▶ Data to process:
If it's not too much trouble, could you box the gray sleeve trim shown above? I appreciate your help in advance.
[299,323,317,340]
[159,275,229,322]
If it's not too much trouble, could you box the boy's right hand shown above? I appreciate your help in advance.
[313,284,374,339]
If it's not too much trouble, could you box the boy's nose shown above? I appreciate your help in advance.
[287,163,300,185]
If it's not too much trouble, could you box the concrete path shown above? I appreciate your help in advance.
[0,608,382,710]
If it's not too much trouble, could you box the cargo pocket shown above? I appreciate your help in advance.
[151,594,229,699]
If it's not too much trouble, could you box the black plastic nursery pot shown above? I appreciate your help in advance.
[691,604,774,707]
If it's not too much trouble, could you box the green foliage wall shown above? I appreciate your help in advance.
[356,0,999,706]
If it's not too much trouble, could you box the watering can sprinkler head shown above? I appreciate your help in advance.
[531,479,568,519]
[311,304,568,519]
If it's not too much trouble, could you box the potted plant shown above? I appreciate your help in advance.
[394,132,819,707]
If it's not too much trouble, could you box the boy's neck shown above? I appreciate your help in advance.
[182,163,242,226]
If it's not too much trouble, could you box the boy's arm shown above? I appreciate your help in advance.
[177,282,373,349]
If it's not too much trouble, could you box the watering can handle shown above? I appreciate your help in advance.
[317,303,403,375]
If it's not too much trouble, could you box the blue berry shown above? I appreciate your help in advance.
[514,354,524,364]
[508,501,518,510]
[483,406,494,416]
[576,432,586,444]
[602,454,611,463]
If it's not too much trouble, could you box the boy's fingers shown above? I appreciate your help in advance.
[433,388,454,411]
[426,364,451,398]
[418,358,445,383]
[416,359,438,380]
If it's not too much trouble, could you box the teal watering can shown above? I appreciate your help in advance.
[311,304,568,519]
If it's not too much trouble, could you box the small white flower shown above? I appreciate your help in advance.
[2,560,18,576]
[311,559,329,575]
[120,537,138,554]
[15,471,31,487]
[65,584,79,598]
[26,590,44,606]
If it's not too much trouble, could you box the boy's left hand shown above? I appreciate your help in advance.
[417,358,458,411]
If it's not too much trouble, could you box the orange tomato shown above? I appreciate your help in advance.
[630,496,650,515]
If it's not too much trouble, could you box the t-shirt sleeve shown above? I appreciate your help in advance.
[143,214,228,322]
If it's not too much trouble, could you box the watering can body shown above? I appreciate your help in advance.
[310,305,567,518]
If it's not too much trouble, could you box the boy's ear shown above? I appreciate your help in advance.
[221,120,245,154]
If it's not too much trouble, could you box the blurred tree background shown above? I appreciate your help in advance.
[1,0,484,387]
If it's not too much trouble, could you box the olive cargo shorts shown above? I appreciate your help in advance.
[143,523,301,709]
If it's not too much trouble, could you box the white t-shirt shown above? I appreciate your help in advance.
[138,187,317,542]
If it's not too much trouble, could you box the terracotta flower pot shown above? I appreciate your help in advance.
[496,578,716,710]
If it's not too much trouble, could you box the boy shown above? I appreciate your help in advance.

▶ Task requirements:
Copy exactly the line that contains "If it's not too much trouble, could you box the t-shirt" and all lines after it in the listing above, through the final line, and nothing else.

▶ Task response:
If it's not too much trouble, could you box the t-shirt sleeve shown above? I appreciate your help in advance.
[143,214,228,322]
If it's not too much trouble, could you box the watering can body shown above? I appreciate your help in advance.
[310,305,567,518]
If it's not too much trouble, could you box the boy's ear shown above? I appreciate your help in advance.
[221,120,245,154]
If it's not too much trouble, could you box the blurred tree background shown above? I appreciate your help in advance.
[1,0,484,387]
If it's not too much trouble, could you box the olive cargo shorts shown above? I appreciate your help in advance.
[143,523,301,709]
If it's not too much trouble, could you box the white t-shirt shown above? I appreciate your help in advance.
[138,187,317,542]
If it's not too much trouble, could you box the terracotta flower pot shown above? I appreciate your help in advance.
[496,578,716,710]
If it's not too much trouble, could you box the boy shown above? I appreciate your help in advance.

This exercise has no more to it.